◆ Document passage:
Also, the Rose City Garden Railway Society will be having a pre-convention layout tour, stop by and say hi! July 31 and Aug 1st.


----------



## John J (Dec 29, 2007)

Isnt there also a Logning RR near Mt Ranier?


----------



## Paul Burch (Jan 2, 2008)

JJ,
Mount Rainer Scenic Railway. We were up there a couple weeks ago to see the debut of their newly restored Shay. They also had a Heisler and a tank engine running that day.


----------



## nkelsey (Jan 4, 2008)

Okay,, Washington Railroads for those coming in 2010
Lake Whatcom Railway  Link

Northern Paciifc Railway Museum 


Washington State Railroads Historical Society Museum 


Chehalis centralia Railroad 


Chelatchie Prairie Railroad 


Mount Rainier Scenic Railroad 


Northwest Railway museum 


And if you want to ride the rails to get here


Amtrak Cascades 

(Nick I fixed the links, SteveC mod.)[/i]


----------



## Paul Burch (Jan 2, 2008)

Nick,
If you meant those to be links,none of them work for me.


----------



## Mike Reilley (Jan 2, 2008)

Thanks Nick...even if the links don't work...least I got a list to google. This year we did the D&TS, D&SNGRR, and the Royal Gorge Dinner Train on the way to the Denver NGRC. This is sounding pretty good for next year.

◆ Supplied material:
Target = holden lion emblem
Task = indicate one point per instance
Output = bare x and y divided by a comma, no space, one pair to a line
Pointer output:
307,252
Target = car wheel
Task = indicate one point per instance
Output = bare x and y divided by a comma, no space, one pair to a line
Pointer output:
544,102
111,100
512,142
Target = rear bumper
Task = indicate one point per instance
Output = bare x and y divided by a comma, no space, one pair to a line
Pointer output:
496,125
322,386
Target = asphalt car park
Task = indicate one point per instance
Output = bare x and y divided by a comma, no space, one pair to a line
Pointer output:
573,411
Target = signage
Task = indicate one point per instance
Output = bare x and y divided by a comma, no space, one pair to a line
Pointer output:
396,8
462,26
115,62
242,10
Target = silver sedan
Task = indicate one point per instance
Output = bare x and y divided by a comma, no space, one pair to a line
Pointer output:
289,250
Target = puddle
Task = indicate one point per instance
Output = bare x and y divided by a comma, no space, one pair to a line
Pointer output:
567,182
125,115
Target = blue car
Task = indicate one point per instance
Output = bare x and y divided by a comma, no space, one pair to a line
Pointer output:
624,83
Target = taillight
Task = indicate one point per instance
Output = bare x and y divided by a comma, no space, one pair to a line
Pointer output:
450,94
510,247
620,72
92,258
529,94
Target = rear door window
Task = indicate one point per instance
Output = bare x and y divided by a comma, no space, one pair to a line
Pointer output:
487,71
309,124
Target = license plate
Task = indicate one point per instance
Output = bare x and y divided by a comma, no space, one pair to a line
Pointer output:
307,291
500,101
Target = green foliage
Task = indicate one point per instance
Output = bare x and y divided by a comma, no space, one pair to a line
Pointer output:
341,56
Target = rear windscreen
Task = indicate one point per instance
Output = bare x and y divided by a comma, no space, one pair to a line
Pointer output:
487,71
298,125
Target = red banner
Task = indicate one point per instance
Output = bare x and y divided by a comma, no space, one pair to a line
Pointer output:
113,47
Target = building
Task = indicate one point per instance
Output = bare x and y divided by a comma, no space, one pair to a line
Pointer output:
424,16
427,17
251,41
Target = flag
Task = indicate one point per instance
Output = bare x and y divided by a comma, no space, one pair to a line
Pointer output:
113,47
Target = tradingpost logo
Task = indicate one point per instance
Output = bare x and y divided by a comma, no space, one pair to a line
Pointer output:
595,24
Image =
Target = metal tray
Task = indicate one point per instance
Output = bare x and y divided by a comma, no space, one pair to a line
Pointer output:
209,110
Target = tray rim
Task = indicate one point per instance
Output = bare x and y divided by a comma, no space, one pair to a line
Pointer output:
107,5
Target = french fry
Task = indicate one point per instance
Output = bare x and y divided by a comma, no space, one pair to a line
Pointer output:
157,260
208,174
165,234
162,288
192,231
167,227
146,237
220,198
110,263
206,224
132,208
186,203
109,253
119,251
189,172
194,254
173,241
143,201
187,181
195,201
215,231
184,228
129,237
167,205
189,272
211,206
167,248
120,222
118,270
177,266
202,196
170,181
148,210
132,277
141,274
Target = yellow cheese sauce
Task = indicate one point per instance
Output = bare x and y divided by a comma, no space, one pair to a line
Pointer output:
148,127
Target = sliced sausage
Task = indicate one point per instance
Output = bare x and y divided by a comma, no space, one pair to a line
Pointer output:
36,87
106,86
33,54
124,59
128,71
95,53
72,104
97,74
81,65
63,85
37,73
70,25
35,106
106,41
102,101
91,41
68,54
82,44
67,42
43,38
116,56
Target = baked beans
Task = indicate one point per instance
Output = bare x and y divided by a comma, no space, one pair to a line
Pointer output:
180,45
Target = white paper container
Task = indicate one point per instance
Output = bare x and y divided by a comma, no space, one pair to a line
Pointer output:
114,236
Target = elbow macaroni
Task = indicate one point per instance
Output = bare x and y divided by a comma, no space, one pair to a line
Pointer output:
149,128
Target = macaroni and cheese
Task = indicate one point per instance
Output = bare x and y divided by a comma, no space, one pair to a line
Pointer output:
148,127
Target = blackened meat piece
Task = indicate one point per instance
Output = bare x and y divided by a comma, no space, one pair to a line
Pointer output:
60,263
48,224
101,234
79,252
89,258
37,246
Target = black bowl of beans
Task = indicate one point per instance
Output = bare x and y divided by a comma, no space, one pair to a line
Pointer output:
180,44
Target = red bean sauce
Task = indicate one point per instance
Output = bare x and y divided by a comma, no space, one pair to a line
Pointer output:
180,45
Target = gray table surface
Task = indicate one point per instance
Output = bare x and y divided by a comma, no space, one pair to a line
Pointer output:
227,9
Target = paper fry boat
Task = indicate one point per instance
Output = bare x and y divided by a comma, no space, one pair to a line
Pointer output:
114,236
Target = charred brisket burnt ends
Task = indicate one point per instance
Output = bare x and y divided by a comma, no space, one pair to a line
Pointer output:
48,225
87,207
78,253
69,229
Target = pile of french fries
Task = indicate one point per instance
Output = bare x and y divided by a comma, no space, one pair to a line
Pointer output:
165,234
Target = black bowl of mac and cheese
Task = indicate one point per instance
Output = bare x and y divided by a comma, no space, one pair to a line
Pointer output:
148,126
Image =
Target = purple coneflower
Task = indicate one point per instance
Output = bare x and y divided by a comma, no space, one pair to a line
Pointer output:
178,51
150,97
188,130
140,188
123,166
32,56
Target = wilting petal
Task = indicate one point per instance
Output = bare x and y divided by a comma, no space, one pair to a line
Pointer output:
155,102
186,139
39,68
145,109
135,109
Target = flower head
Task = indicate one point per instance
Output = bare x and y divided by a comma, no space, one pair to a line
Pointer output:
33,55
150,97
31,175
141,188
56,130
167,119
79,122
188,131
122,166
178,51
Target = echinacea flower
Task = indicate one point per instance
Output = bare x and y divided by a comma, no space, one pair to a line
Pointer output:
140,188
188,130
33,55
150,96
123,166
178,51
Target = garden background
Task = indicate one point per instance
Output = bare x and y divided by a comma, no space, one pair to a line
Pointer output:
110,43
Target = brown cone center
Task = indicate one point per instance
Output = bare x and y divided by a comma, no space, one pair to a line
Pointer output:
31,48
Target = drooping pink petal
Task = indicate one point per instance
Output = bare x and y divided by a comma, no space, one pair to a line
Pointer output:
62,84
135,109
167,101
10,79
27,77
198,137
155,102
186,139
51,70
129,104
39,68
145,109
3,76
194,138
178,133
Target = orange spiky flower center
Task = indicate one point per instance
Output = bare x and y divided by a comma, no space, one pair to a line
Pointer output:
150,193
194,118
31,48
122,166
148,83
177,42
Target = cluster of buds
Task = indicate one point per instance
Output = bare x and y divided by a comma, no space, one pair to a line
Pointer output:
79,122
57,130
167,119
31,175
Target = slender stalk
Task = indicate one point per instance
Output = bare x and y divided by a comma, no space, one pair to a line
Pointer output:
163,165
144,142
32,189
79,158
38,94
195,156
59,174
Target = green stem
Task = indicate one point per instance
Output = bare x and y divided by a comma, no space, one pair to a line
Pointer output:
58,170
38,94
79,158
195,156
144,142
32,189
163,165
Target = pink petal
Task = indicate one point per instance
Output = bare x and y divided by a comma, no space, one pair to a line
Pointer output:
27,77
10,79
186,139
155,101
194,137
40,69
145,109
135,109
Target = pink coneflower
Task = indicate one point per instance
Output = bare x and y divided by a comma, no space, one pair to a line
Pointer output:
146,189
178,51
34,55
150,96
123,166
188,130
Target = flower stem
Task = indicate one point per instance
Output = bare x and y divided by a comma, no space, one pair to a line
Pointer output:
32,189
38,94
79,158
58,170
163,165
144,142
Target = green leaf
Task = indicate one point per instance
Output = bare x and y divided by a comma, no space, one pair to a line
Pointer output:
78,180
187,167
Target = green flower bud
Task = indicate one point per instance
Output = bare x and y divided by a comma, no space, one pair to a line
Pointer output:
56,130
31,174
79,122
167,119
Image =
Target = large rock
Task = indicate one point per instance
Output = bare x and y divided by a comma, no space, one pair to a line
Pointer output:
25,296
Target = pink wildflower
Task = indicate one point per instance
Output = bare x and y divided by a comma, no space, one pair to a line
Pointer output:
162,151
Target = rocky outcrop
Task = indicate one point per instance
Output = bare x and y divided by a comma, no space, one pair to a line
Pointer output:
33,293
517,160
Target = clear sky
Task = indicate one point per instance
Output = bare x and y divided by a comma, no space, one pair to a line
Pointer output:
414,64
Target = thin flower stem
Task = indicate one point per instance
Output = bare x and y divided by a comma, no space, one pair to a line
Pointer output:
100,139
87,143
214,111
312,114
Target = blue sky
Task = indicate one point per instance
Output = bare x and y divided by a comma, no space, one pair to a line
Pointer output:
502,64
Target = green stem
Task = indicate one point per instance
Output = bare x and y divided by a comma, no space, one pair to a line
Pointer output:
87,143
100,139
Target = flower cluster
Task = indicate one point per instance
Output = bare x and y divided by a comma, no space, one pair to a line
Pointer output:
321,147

◆ Work to complete: Carry the forum thread on Washington tourist railroads forward from its final post, adding the replies that would come next.

◆ The output:
----------



## Paul Burch (Jan 2, 2008)

For those coming to the convention next year,the convention hotel is the Murano (used to be a Sheraton). If you book a room try to request one that faces the east side,it will have a nice clear view of the BNSF yards in Tacoma. The Murano is about a block from the convention center where the show will be. There is a Marriott right across the street from the convention center which also would have views oif the yards. There is a real nice H.O. club layout in the history museum that is walking distance from either hotel and is well worth seeing. The Mt. Rainer Scenic Railway is about 1.5 hours,maybe less, from the convention hotel.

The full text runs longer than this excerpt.